Source data
§ §

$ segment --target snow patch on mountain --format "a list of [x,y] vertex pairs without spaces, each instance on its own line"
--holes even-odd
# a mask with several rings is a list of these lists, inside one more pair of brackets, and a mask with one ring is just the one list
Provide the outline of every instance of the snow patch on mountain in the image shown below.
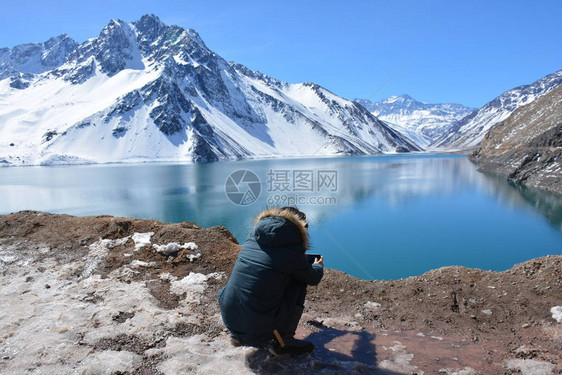
[[357,103],[228,63],[154,15],[68,46],[16,85],[25,69],[0,54],[1,165],[421,150]]
[[451,150],[476,147],[492,127],[507,119],[516,109],[548,94],[560,84],[562,84],[562,70],[530,85],[508,90],[478,111],[459,120],[431,146]]
[[453,123],[475,110],[462,104],[428,104],[409,95],[391,96],[378,102],[366,99],[355,102],[422,146],[432,143]]

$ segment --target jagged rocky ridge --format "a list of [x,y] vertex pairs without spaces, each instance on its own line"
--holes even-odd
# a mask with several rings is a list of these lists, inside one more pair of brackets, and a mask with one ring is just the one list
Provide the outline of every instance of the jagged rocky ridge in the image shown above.
[[496,125],[470,158],[480,171],[562,194],[562,86]]
[[434,142],[456,121],[475,110],[455,103],[424,103],[409,95],[391,96],[378,102],[355,99],[355,102],[422,146]]
[[80,45],[3,49],[0,67],[4,165],[421,149],[362,106],[228,63],[154,15],[112,20]]
[[549,74],[530,85],[508,90],[477,111],[456,122],[430,146],[462,150],[480,145],[484,135],[508,118],[517,108],[529,104],[562,84],[562,70]]

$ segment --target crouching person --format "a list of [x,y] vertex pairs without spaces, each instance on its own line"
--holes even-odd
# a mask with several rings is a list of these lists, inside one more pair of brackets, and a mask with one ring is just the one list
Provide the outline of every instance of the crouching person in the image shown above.
[[218,293],[222,319],[233,345],[272,343],[275,355],[310,353],[295,339],[306,286],[322,279],[324,261],[307,260],[306,215],[294,207],[262,212],[242,246],[228,283]]

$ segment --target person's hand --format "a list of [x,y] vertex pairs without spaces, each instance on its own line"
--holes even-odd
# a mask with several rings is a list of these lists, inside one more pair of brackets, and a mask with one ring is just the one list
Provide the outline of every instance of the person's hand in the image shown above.
[[319,258],[314,259],[314,263],[313,263],[313,264],[319,264],[319,265],[321,265],[322,267],[324,267],[324,257],[321,256],[321,257],[319,257]]

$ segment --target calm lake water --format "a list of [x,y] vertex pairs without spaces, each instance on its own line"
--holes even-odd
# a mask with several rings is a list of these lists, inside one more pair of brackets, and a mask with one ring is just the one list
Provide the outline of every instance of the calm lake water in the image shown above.
[[[225,193],[228,176],[241,169],[261,180],[259,198],[247,206]],[[561,197],[481,174],[462,156],[0,168],[0,197],[2,214],[31,209],[194,221],[224,225],[240,242],[268,204],[298,198],[312,251],[325,256],[327,267],[367,279],[448,265],[505,270],[562,253]]]

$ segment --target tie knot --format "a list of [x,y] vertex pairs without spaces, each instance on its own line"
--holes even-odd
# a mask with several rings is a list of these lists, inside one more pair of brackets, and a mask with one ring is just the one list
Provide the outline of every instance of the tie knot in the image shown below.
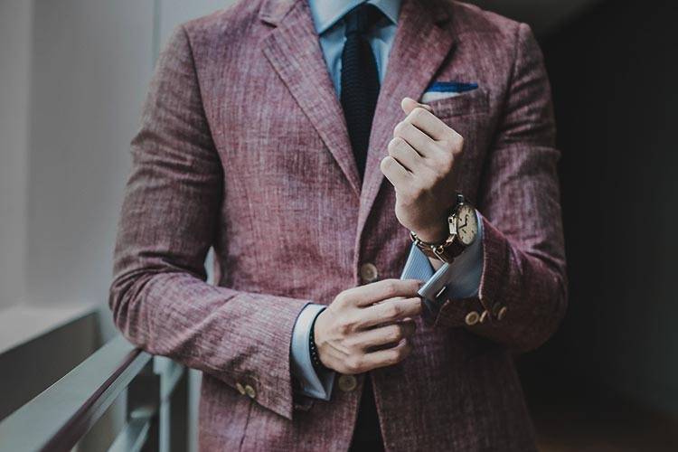
[[346,14],[346,36],[356,33],[364,34],[381,16],[381,11],[373,5],[360,4]]

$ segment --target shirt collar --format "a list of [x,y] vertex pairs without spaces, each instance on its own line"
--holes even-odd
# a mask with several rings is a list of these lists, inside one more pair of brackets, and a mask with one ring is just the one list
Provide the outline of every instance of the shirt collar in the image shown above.
[[[400,12],[401,0],[369,0],[369,3],[378,7],[393,24],[398,24],[398,14]],[[311,15],[318,35],[323,34],[336,24],[346,13],[353,9],[364,0],[308,0]]]

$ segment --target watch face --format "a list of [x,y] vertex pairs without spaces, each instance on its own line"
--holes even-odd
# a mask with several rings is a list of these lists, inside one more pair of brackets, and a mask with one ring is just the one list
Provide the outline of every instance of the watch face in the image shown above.
[[478,234],[478,219],[476,209],[468,204],[462,204],[457,211],[457,236],[464,245],[470,245]]

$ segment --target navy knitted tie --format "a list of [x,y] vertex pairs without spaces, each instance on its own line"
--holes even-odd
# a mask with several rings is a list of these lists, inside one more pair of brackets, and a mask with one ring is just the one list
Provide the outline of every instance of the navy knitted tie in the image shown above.
[[382,17],[374,5],[362,4],[345,17],[342,52],[341,100],[351,146],[361,179],[365,172],[370,131],[379,97],[379,72],[367,33]]

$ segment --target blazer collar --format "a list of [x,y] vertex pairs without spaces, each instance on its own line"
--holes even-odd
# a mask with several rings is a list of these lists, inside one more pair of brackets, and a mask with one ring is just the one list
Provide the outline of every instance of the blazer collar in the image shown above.
[[403,2],[370,136],[358,214],[359,237],[384,179],[381,161],[388,155],[393,128],[405,117],[400,101],[404,97],[420,99],[454,50],[455,35],[447,24],[449,7],[445,0]]
[[374,114],[365,175],[361,184],[341,104],[334,93],[307,0],[264,0],[260,19],[275,28],[262,51],[287,86],[360,197],[360,234],[383,181],[379,164],[393,127],[403,118],[400,100],[419,99],[450,53],[454,37],[445,0],[403,0]]

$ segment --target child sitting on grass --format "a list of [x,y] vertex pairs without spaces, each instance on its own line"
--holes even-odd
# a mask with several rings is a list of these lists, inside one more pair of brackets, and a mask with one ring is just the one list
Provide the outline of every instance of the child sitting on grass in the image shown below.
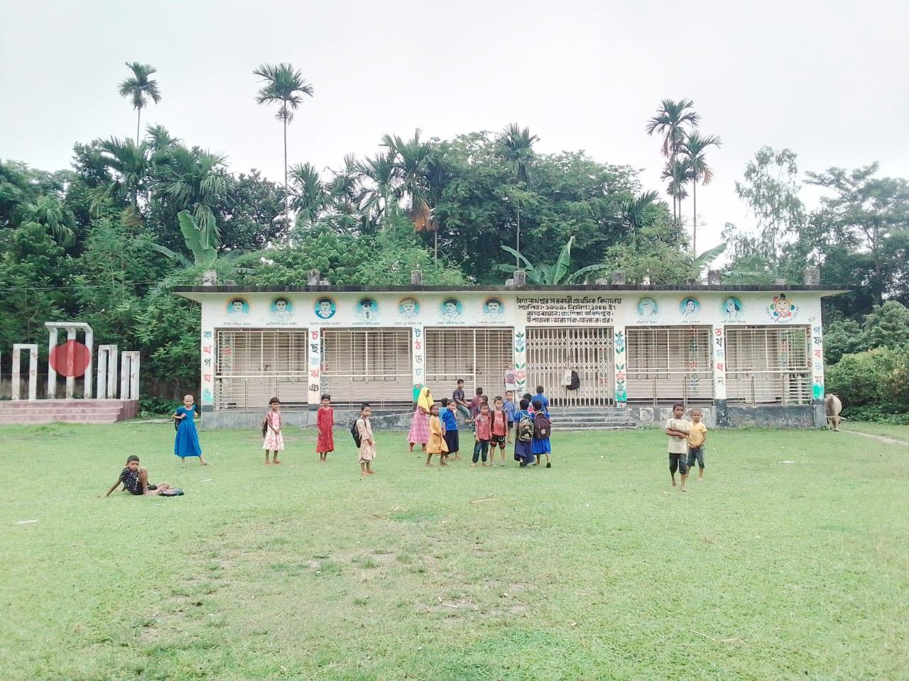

§ §

▸ **Problem description**
Please copy the records word for word, from the line containing "segment --target blazer" through the end of the records, and leave out the pictures.

▸ **Response below**
$ segment --target blazer collar --format "a list of [x,y] vertex pairs without spaces, each instance on its own line"
--holes even-odd
# a mask with several rings is a list of these lists, inside one more pair of brackets, and a mask with one ring is just the one list
Provide the outline of every instance of the blazer collar in the image shown above.
[[403,2],[370,136],[358,214],[359,237],[384,179],[381,161],[388,155],[393,128],[405,117],[400,101],[404,97],[420,99],[454,50],[455,35],[447,24],[449,7],[445,0]]
[[374,114],[365,175],[361,184],[341,104],[334,93],[307,0],[264,0],[260,19],[275,28],[262,51],[287,86],[360,197],[360,234],[383,181],[379,164],[393,127],[403,118],[400,100],[419,99],[450,53],[454,37],[445,0],[403,0]]

$ segment --target child sitting on grass --format "a list of [x,y] vertex pairs without spaces, each instance on its own line"
--holes even-odd
# a mask with several rings is a list of these lists, inside one more pair of brackets, and a mask with one ring is just the one list
Provide the outline of every instance of the child sitting on grass in the image shown below.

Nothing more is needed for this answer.